Machine learning and individual variability in electric field characteristics predict tDCS treatment response

BACKGROUND: Transcranial direct current stimulation (tDCS) is widely investigated as a therapeutic tool to enhance cognitive function in older adults with and without neurodegenerative disease. Prior research demonstrates that electric current delivery to the brain can vary significantly across individuals. Quantification of this variability could enable person-specific optimization of tDCS outcomes. This pilot study used machine learning and MRI-derived electric field models to predict working memory improvements as a proof of concept for precision cognitive intervention. METHODS: Fourteen healthy older adults received 20 minutes of 2 mA tDCS stimulation (F3/F4) during a two-week cognitive training intervention. Participants performed an N-back working memory task pre-/post-intervention. MRI-derived current models were passed through a linear Support Vector Machine (SVM) learning algorithm to characterize crucial tDCS current components (intensity and direction) that induced working memory improvements in tDCS responders versus non-responders. MAIN RESULTS: SVM models of tDCS current components had 86% overall accuracy in classifying treatment responders vs. non-responders, with current intensity producing the best overall model differentiating changes in working memory performance. Median current intensity and direction in brain regions near the electrodes were positively related to intervention responses (r = 0:811, p < 0:001 and r = 0:774, p = 0:001). CONCLUSIONS: This study provides the first evidence that pattern recognition analyses of MRI-derived tDCS current models can provide individual prognostic classification of tDCS treatment response with 86% accuracy. Individual differences in current intensity and direction play important roles in determining treatment response to tDCS. These findings provide important insights into mechanisms of tDCS response as well as proof of concept for future precision dosing models of tDCS intervention.

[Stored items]
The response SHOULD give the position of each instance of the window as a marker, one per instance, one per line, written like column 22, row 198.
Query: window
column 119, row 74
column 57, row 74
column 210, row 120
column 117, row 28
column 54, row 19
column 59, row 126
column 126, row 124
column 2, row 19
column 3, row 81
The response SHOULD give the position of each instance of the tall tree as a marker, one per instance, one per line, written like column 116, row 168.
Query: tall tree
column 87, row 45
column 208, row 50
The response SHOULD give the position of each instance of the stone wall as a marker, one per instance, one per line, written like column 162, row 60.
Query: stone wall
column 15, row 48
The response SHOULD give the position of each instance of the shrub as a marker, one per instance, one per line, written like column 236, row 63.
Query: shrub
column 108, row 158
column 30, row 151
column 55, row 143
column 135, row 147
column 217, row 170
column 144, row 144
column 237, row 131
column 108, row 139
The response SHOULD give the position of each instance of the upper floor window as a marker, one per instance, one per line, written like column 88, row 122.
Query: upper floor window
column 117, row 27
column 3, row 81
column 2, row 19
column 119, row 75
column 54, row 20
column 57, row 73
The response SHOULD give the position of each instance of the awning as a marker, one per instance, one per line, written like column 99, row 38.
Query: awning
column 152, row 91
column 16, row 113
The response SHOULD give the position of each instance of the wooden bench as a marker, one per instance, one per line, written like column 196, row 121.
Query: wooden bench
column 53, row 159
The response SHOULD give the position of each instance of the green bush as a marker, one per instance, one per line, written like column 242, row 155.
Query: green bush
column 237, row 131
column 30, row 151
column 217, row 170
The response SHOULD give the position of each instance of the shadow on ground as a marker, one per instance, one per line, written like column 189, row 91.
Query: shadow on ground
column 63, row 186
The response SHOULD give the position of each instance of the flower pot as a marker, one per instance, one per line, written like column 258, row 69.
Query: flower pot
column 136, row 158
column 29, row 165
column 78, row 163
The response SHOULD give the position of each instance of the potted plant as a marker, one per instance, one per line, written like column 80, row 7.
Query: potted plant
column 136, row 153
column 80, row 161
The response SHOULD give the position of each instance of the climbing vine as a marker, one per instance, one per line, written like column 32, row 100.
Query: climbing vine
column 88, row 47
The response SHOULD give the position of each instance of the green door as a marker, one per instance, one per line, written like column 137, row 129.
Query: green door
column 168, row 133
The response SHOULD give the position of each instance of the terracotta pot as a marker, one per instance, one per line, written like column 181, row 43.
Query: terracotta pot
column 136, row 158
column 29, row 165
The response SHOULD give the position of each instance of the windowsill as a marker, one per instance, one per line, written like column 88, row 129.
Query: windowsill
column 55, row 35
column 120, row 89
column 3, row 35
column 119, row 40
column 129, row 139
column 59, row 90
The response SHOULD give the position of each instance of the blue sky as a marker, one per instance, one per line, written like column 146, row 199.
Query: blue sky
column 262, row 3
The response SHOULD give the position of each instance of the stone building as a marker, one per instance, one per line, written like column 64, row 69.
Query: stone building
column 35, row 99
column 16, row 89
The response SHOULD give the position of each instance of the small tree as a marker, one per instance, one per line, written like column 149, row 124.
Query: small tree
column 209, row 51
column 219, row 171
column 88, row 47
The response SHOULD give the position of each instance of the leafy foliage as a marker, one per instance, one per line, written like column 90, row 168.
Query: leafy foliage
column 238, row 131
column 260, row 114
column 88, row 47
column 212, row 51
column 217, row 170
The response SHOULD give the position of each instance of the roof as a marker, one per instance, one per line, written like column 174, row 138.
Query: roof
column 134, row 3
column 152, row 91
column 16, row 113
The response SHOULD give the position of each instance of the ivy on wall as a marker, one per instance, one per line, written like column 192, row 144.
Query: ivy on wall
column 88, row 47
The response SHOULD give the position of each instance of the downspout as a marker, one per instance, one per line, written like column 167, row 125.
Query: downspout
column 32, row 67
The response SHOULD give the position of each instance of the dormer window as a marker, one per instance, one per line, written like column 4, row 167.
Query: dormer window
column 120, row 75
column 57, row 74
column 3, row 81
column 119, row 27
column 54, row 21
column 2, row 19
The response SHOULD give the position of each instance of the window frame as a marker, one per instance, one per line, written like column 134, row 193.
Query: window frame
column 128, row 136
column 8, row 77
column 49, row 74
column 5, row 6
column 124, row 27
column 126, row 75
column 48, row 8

Tasks to complete ->
1. According to the tDCS abstract, why could quantifying individual variability in electric current delivery be valuable?
2. Answer these questions from the tDCS abstract:
(a) How many healthy older adults took part in the study?
(b) Which task did participants perform before and after the intervention?
(c) Which tDCS current component produced the best overall model for differentiating changes in working memory performance?

Results for the exercise ->
1. Prior research shows that electric current delivery to the brain can vary significantly across individuals. Quantifying this variability could therefore enable person-specific optimization of tDCS outcomes.

2.
(a) Fourteen.
(b) An N-back working memory task.
(c) Current intensity.